■ **TEXT**:
Optimization modeling

Most engineering problems can be expressed as minimizing (add a minus if maximizing), which has a general form:

minimize $ f(x)$

subject to $g_i(x)\le0, i=1,…,m$

and $h_j(x) = 0, j=1,….,l$

and $x^L\le x\le x^U$

where $x= (x_1,x_2,….,x_n)^T$

Example

Shortest distance from a point to a line

Given a line $$a_0+a_1x_1 + a_2x_2=0$ and a point $x^0=(x_1^0, x_2^0)$$

minimize $$f=(x_1-x_1^2)^2 + (x_2-x_2^0)^2$$

subject to $$h(x) \equiv a_0+a_1x_1+a_2x_2=0$$

In matrix form:

minimize $$f=(\boldsymbol{x} - \boldsymbol{x}^0)^T(\boldsymbol{x} - \boldsymbol{x}^0) $$

subject to $$h(\boldsymbol{x}) \equiv \boldsymbol{a}^T \boldsymbol{x} - b = 0$$

Using method of Lagrange multipliers, obtained $$\boldsymbol{x}^* = \boldsymbol{x}^0 - \frac{(\boldsymbol{a}^T\boldsymbol{x}^0-b)}{\boldsymbol{a}^T\boldsymbol{a}}\boldsymbol{a}$$

Thus the shortest distance d is $$d=\frac{|\boldsymbol{a}^T \boldsymbol{x}^0-b|}{\sqrt{(\boldsymbol{a}^T \boldsymbol{a})}}$$

This problem can be generalized to a point to any dimension hyperplane.

■ **RECORDS SHOWN**:

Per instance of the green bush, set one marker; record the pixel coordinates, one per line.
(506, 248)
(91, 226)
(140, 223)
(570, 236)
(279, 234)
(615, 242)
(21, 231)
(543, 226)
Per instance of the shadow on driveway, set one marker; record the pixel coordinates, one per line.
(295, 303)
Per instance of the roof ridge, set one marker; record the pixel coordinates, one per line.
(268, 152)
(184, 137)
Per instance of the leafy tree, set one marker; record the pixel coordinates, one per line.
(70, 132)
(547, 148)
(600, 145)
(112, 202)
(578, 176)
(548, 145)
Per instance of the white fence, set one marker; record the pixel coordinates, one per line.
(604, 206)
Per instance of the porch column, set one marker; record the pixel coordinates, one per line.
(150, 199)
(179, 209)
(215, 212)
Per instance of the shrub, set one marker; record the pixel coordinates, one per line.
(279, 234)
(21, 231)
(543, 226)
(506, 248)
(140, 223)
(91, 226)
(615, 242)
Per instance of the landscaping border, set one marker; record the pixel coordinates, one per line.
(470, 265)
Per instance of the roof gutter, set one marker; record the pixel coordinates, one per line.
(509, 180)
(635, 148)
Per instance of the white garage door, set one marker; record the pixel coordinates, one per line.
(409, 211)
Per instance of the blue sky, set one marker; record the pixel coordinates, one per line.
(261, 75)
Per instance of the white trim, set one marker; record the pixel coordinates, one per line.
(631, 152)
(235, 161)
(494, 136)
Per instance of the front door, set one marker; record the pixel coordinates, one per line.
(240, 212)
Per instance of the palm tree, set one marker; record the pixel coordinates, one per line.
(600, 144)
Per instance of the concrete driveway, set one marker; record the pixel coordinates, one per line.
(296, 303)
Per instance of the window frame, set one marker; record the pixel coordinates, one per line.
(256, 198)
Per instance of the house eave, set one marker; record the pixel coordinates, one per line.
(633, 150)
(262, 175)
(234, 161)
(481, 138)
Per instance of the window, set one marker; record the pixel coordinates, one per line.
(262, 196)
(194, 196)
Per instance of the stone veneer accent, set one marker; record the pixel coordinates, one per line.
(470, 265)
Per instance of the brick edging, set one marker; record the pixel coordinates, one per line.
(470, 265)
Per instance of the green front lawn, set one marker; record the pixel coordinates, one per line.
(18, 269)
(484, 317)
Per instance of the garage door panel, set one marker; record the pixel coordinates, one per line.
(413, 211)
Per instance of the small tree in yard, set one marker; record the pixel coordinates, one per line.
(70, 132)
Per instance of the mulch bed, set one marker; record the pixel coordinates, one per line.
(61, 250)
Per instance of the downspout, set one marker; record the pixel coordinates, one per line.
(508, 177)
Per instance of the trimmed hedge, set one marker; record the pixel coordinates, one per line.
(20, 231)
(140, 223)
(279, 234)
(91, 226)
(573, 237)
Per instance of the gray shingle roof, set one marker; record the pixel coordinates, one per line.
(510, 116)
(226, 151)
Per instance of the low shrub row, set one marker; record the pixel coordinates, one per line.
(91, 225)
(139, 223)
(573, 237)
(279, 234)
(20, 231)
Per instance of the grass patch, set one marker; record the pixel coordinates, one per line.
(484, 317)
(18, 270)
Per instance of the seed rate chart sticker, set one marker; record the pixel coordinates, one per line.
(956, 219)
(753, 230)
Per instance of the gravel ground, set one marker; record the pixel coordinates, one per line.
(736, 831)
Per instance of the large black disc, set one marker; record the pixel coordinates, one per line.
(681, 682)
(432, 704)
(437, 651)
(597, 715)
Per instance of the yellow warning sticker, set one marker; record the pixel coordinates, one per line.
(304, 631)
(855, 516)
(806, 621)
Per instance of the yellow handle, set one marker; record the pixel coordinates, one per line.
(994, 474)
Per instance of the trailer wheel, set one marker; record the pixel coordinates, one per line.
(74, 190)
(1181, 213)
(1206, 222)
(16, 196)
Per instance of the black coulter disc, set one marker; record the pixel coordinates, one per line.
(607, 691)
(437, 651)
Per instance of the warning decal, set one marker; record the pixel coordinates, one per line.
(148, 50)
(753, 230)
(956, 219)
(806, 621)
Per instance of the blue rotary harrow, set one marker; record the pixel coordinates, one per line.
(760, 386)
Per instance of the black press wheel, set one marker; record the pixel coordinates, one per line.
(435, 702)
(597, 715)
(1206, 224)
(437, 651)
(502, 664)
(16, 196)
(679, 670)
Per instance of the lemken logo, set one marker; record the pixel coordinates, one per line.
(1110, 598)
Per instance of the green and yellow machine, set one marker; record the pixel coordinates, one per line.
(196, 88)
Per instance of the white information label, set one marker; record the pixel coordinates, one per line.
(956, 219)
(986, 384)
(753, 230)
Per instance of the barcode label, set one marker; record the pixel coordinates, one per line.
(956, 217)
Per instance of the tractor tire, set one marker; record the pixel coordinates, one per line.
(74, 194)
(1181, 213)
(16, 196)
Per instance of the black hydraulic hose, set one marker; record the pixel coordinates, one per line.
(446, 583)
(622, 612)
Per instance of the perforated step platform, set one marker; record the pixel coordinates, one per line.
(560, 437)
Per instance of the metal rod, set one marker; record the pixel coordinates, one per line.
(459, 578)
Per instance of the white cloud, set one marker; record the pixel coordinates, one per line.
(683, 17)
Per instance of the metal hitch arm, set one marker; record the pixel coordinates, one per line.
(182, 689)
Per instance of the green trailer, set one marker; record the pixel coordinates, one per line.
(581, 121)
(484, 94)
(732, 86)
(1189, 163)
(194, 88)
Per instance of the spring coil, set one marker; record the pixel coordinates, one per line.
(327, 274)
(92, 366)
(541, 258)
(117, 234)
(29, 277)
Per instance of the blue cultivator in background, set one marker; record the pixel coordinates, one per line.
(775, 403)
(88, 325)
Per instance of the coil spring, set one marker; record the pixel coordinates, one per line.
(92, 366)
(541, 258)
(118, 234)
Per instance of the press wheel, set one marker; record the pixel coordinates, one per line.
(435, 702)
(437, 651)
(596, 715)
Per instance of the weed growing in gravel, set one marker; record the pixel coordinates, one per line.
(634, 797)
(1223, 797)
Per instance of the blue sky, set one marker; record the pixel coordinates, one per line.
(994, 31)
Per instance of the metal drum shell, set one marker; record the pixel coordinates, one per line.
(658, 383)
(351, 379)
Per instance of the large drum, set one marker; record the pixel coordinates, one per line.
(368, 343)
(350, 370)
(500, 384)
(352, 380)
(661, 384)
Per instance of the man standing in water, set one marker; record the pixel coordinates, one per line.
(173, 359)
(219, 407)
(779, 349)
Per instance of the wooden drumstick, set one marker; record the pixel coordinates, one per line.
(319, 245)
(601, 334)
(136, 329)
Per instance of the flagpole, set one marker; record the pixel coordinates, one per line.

■ **GIVEN INSTRUCTION 1**: Reproduce the part of the optimization modeling text that opens with the words "subject to $$h(x)" and closes with "any dimension hyperplane.", substituting "affine subspace" for "hyperplane".
■ **GIVEN INSTRUCTION 2**: According to the optimization modeling text, which method was used to obtain the solution x* for the shortest distance from a point to a line?

■ **FINAL RESULT 1**:
subject to $$h(x) \equiv a_0+a_1x_1+a_2x_2=0$$

In matrix form:

minimize $$f=(\boldsymbol{x} - \boldsymbol{x}^0)^T(\boldsymbol{x} - \boldsymbol{x}^0) $$

subject to $$h(\boldsymbol{x}) \equiv \boldsymbol{a}^T \boldsymbol{x} - b = 0$$

Using method of Lagrange multipliers, obtained $$\boldsymbol{x}^* = \boldsymbol{x}^0 - \frac{(\boldsymbol{a}^T\boldsymbol{x}^0-b)}{\boldsymbol{a}^T\boldsymbol{a}}\boldsymbol{a}$$

Thus the shortest distance d is $$d=\frac{|\boldsymbol{a}^T \boldsymbol{x}^0-b|}{\sqrt{(\boldsymbol{a}^T \boldsymbol{a})}}$$

This problem can be generalized to a point to any dimension affine subspace.

■ **FINAL RESULT 2**: The method of Lagrange multipliers.